— start GIVEN DATA —

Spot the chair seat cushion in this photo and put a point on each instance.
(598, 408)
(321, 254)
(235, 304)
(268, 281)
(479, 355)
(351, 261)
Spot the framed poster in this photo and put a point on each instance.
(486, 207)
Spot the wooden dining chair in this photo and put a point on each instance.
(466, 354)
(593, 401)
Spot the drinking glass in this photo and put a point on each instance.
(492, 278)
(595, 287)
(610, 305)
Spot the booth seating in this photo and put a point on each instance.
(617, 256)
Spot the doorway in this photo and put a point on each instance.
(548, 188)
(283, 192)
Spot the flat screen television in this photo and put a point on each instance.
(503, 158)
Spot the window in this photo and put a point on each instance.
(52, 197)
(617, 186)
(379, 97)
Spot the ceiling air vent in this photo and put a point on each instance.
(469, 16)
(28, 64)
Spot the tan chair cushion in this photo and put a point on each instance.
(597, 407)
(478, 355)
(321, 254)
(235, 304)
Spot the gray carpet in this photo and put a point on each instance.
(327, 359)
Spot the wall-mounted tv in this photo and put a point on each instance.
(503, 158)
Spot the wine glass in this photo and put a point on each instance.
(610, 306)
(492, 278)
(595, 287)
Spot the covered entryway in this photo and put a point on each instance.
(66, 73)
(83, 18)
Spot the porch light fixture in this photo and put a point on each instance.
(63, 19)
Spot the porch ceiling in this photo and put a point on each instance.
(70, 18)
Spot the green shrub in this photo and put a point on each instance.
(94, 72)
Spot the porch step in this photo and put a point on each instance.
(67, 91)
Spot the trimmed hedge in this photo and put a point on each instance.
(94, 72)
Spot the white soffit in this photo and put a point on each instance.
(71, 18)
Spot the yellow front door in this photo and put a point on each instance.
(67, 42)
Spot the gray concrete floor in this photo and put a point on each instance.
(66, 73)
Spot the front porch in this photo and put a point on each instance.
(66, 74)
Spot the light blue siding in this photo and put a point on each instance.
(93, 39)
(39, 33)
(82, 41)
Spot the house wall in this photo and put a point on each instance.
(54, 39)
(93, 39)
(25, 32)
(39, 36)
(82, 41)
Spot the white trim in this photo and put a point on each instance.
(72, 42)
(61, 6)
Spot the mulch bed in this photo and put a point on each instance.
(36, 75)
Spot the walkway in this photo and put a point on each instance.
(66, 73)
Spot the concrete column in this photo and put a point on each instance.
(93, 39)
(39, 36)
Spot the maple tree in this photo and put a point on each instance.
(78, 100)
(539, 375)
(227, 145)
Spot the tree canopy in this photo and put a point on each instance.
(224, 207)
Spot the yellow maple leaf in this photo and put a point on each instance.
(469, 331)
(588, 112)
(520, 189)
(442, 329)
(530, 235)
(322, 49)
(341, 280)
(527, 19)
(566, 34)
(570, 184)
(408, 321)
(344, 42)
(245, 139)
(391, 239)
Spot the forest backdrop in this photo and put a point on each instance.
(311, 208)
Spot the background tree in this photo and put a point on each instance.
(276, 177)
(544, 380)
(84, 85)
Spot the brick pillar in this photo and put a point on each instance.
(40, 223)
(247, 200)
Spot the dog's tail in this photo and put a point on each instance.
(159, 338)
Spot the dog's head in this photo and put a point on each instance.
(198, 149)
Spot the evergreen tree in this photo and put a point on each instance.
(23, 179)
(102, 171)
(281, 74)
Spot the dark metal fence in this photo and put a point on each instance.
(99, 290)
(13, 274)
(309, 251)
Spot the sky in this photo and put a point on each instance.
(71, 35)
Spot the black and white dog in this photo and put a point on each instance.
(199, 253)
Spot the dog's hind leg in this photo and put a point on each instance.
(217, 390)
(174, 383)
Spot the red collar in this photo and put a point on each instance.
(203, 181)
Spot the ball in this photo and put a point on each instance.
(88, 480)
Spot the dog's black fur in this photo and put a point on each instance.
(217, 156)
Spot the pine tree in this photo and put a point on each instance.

— end GIVEN DATA —

_PROBLEM_.
Can you arrange all the lines of the records above as a numbered list, omitting any blank lines?

_THE SOLUTION_.
1. Spot the chair seat cushion in this photo and put a point on each instance.
2. (598, 408)
3. (321, 254)
4. (235, 304)
5. (268, 281)
6. (479, 355)
7. (351, 261)
8. Spot the framed poster in this photo and put a point on each instance.
9. (486, 207)
10. Spot the wooden dining chair in this photo and put a point on each instance.
11. (466, 354)
12. (593, 401)
13. Spot the drinking glass in this photo and put a point on each instance.
14. (492, 278)
15. (595, 287)
16. (610, 305)
17. Spot the booth seating in this photo and put a point on each instance.
18. (617, 256)
19. Spot the doorway in this photo and put a point on each instance.
20. (548, 188)
21. (283, 192)
22. Spot the flat screen television in this photo and put a point on each instance.
23. (503, 158)
24. Spot the window in this photo and put a point on each instance.
25. (52, 197)
26. (617, 186)
27. (379, 97)
28. Spot the ceiling air vent in this photo and put a point on each instance.
29. (469, 16)
30. (28, 64)
31. Spot the tan chair cushion in this photo and put a point on each instance.
32. (597, 407)
33. (478, 355)
34. (321, 254)
35. (235, 304)
36. Spot the gray carpet in this photo and put a point on each instance.
37. (327, 359)
38. Spot the wall-mounted tv in this photo and put a point on each instance.
39. (503, 158)
40. Spot the wine glass in this photo and put a point on each instance.
41. (610, 306)
42. (492, 278)
43. (595, 287)
44. Spot the covered entryway in this photo and put a point on each instance.
45. (66, 73)
46. (83, 18)
47. Spot the porch light fixture in this photo and put a point on each instance.
48. (63, 19)
49. Spot the porch ceiling in this photo and put a point on each instance.
50. (70, 18)
51. Spot the green shrub in this photo and put a point on each instance.
52. (94, 72)
53. Spot the porch step in this photo and put a point on each instance.
54. (67, 91)
55. Spot the trimmed hedge in this photo and put a point on each instance.
56. (94, 72)
57. Spot the white soffit in this photo and put a point on each instance.
58. (71, 18)
59. Spot the yellow front door in this photo and put a point on each instance.
60. (67, 42)
61. Spot the gray concrete floor in this photo and put a point on each instance.
62. (66, 73)
63. Spot the front porch in this photo and put a point on each instance.
64. (66, 74)
65. Spot the light blue siding in this photo and put a point on each instance.
66. (93, 39)
67. (39, 33)
68. (82, 41)
69. Spot the house wall in this photo and put a point on each instance.
70. (54, 39)
71. (93, 39)
72. (25, 32)
73. (39, 36)
74. (82, 41)
75. Spot the white trim in this photo and put a point on each instance.
76. (72, 42)
77. (61, 6)
78. Spot the mulch bed in this photo and put a point on each instance.
79. (36, 75)
80. Spot the walkway in this photo and put a point on each instance.
81. (66, 73)
82. Spot the concrete column in this photo and put a point on each instance.
83. (93, 39)
84. (39, 36)
85. Spot the maple tree in this photo and put a point on each instance.
86. (78, 100)
87. (539, 375)
88. (227, 145)
89. Spot the tree canopy in this photo and put a point on each instance.
90. (224, 207)
91. Spot the yellow maple leaf in this photo and put a point on each instance.
92. (469, 331)
93. (588, 112)
94. (520, 189)
95. (442, 329)
96. (530, 235)
97. (322, 49)
98. (341, 280)
99. (527, 19)
100. (566, 34)
101. (570, 184)
102. (408, 321)
103. (344, 42)
104. (245, 139)
105. (391, 239)
106. Spot the forest backdrop in this photo and put a point on each instance.
107. (311, 208)
108. Spot the background tree in this photo and put a point on each instance.
109. (276, 177)
110. (544, 380)
111. (84, 85)
112. Spot the brick pillar in this photo and put a point on each instance.
113. (40, 223)
114. (247, 200)
115. Spot the dog's tail in this photo and put a point on each instance.
116. (159, 338)
117. Spot the dog's head in this photo and put a point on each instance.
118. (198, 149)
119. Spot the evergreen tree in this photo and put a point on each instance.
120. (23, 179)
121. (102, 171)
122. (281, 74)
123. Spot the dark metal fence in this photo and put a point on each instance.
124. (99, 290)
125. (13, 274)
126. (309, 251)
127. Spot the sky in this photo and put a point on each instance.
128. (71, 35)
129. Spot the black and white dog in this photo and put a point on each instance.
130. (199, 253)
131. Spot the dog's hind leg in this photo and put a point on each instance.
132. (217, 390)
133. (174, 383)
134. Spot the red collar in this photo and put a point on each instance.
135. (203, 181)
136. Spot the ball in this photo and put a point on each instance.
137. (88, 480)
138. Spot the dog's black fur in this photo and put a point on each instance.
139. (217, 156)
140. Spot the pine tree in this photo and put a point on each instance.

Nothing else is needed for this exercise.